— begin Data entries —
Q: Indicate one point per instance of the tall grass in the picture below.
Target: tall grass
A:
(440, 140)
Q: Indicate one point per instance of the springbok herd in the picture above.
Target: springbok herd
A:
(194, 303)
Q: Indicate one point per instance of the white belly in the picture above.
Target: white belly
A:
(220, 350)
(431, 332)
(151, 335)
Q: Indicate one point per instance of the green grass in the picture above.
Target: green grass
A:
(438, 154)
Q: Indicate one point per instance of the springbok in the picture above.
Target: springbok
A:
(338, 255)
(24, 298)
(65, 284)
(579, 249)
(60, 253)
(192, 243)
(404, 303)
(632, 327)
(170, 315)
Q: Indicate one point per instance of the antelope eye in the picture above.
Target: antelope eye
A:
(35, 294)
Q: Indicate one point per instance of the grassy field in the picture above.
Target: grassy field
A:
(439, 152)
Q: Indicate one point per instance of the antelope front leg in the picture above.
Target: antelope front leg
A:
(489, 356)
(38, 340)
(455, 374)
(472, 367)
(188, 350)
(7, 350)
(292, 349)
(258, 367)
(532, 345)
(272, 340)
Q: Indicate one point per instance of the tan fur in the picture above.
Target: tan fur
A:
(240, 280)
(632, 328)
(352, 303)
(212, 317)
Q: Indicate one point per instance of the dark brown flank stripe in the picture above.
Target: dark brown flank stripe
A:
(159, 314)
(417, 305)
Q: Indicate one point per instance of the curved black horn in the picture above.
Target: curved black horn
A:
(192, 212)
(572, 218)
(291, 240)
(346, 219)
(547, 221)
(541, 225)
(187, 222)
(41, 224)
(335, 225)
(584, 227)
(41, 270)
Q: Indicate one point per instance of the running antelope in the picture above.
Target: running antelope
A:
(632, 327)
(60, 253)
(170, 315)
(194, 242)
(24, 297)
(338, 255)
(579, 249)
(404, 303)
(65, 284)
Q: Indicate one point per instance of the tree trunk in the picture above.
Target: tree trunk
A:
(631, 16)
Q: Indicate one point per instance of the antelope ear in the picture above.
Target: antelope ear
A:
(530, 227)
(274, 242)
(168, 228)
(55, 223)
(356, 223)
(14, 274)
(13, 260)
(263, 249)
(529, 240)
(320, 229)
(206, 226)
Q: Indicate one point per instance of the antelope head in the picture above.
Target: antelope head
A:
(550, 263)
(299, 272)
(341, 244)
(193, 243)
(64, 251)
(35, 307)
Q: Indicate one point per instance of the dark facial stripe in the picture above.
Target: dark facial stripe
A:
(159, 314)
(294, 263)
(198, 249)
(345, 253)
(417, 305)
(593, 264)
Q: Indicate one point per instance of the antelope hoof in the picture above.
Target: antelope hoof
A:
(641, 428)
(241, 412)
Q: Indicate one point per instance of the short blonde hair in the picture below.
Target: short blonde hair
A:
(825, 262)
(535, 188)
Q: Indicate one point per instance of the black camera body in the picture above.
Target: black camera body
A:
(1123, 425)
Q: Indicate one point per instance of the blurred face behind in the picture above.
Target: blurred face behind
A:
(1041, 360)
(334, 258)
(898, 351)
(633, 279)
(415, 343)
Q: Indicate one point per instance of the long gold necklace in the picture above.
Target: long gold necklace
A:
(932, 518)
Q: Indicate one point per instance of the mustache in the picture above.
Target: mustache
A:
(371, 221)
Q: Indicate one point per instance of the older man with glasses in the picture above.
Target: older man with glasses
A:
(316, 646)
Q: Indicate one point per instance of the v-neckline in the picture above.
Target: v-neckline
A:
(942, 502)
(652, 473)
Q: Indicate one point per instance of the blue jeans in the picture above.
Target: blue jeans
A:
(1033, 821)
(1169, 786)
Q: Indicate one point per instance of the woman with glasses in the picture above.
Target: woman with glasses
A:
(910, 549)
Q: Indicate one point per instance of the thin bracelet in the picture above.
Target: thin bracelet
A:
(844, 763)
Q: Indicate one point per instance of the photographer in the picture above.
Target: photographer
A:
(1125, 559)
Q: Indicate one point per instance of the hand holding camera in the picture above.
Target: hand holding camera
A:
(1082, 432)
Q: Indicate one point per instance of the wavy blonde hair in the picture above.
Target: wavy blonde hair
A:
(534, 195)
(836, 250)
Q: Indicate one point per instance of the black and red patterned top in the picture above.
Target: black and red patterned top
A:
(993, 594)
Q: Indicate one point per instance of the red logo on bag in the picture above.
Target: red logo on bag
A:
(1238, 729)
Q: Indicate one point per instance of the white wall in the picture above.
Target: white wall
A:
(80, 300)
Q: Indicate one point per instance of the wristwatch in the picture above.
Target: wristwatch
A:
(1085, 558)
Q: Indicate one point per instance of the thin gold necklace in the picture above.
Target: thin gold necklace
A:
— end Data entries —
Please rewrite all of the data above as a numbered list with one item per line, leaving out blank lines.

1. Q: Indicate one point per instance of the tall grass in the picture below.
2. Target: tall grass
3. A:
4. (440, 140)
5. Q: Indicate one point per instance of the springbok herd in the picture above.
6. Target: springbok herd
7. A:
8. (194, 303)
9. Q: Indicate one point per instance of the white belly in the picture above.
10. Target: white belly
11. A:
12. (220, 350)
13. (431, 332)
14. (151, 335)
15. Q: Indicate one point per instance of the green grass in the picture above.
16. Target: green grass
17. A:
18. (438, 154)
19. Q: Indicate one point per instance of the springbok in the picture above.
20. Target: springbok
21. A:
22. (338, 255)
23. (24, 298)
24. (65, 284)
25. (579, 249)
26. (60, 253)
27. (192, 243)
28. (404, 303)
29. (632, 327)
30. (170, 315)
31. Q: Indicate one point per instance of the antelope eye in the picture above.
32. Target: antelope eye
33. A:
34. (35, 294)
35. Q: Indicate one point per instance of the grassy field in the picture above.
36. Target: grassy field
37. A:
38. (439, 152)
39. Q: Indicate one point per instance of the antelope front leg in the picture above.
40. Target: antelope front leg
41. A:
42. (489, 356)
43. (38, 340)
44. (455, 374)
45. (472, 367)
46. (188, 350)
47. (7, 350)
48. (292, 349)
49. (258, 367)
50. (532, 345)
51. (272, 340)
52. Q: Indicate one point per instance of the tan fur in the picture above.
53. Target: tan fur
54. A:
55. (240, 280)
56. (632, 328)
57. (352, 303)
58. (212, 317)
59. Q: Indicate one point per instance of the dark brown flank stripe in the picture above.
60. Target: dark brown flank stripe
61. A:
62. (159, 314)
63. (417, 305)
64. Q: Indicate one point per instance of the curved black horn in the picture above.
65. Target: curved black horn
66. A:
67. (192, 212)
68. (572, 218)
69. (291, 240)
70. (346, 219)
71. (547, 221)
72. (541, 225)
73. (187, 222)
74. (41, 224)
75. (335, 225)
76. (584, 227)
77. (41, 270)
78. Q: Indicate one point per instance of the running antelope in the picture above.
79. Target: running antelope
80. A:
81. (632, 327)
82. (60, 253)
83. (170, 315)
84. (194, 242)
85. (24, 297)
86. (338, 255)
87. (579, 249)
88. (404, 303)
89. (65, 284)
90. Q: Indicate one point per instance of the tree trunk in the picture above.
91. Target: tree trunk
92. A:
93. (631, 16)
94. Q: Indicate one point per instance of the antelope ear in the picture above.
95. Target: antelope ear
96. A:
97. (530, 227)
98. (274, 242)
99. (168, 228)
100. (55, 223)
101. (356, 223)
102. (14, 274)
103. (13, 260)
104. (263, 249)
105. (529, 240)
106. (320, 229)
107. (206, 226)
108. Q: Indicate one point per instance of the antelope head in the picture above.
109. Target: antelope head
110. A:
111. (550, 263)
112. (299, 272)
113. (341, 244)
114. (193, 243)
115. (64, 251)
116. (35, 307)
117. Q: Indicate one point per instance of the dark facial stripe in the picture above.
118. Target: dark facial stripe
119. A:
120. (159, 314)
121. (294, 263)
122. (198, 249)
123. (345, 253)
124. (417, 305)
125. (593, 264)
126. Q: Indicate one point per instance of the antelope hoof in the picture above.
127. Target: antelope hoof
128. A:
129. (641, 428)
130. (241, 412)
131. Q: Indicate one point per instance of the short blonde hair in the picture below.
132. Target: short blonde hair
133. A:
134. (825, 262)
135. (535, 188)
136. Q: Indicate one point per instance of the black camera body in the picture above.
137. Target: black camera body
138. A:
139. (1123, 425)
140. Q: Indicate one point per instance of the blurred face behind in the picture above.
141. Target: blurred face behind
142. A:
143. (1041, 360)
144. (334, 258)
145. (898, 351)
146. (633, 279)
147. (415, 343)
148. Q: Indicate one point per instance of the long gold necklace in the picture above.
149. Target: long gold necklace
150. A:
151. (932, 518)
152. Q: Indicate one point per instance of the mustache in the picture above.
153. Target: mustache
154. A:
155. (371, 221)
156. Q: Indicate one point per instance of the older man with glasses in the picture above.
157. Target: older man with glasses
158. A:
159. (316, 646)
160. Q: Indicate one point per instance of the v-neckline in the picture above.
161. Target: v-neckline
162. A:
163. (942, 502)
164. (652, 473)
165. Q: Indicate one point per instance of the blue jeans in the picture above.
166. Target: blue jeans
167. A:
168. (1033, 821)
169. (1169, 786)
170. Q: Indicate one point per instance of the woman with glasses in the picture above.
171. Target: woman with glasses
172. A:
173. (910, 549)
174. Q: Indicate one point per instance of the thin bracelet in the picture above.
175. Target: thin bracelet
176. A:
177. (844, 763)
178. Q: Indicate one point per instance of the photographer in the picture above.
179. Target: photographer
180. A:
181. (1125, 559)
182. Q: Indicate one point per instance of the hand holding camera in the picture above.
183. Target: hand holding camera
184. A:
185. (1082, 432)
186. Q: Indicate one point per instance of the wavy blonde hair in the picture above.
187. Target: wavy blonde hair
188. A:
189. (534, 195)
190. (836, 250)
191. Q: Indicate one point per instance of the black and red patterned top in the picture above.
192. Target: black and red patterned top
193. A:
194. (993, 594)
195. Q: Indicate one point per instance of the red logo on bag in the picture above.
196. Target: red logo on bag
197. A:
198. (1238, 729)
199. Q: Indicate one point per instance of the white wall in the picture above.
200. Target: white wall
201. A:
202. (80, 300)
203. Q: Indicate one point per instance of the wristwatch in the picture above.
204. Target: wristwatch
205. A:
206. (1085, 558)
207. Q: Indicate one point per instance of the thin gold necklace in the picture above.
208. Target: thin gold necklace
209. A:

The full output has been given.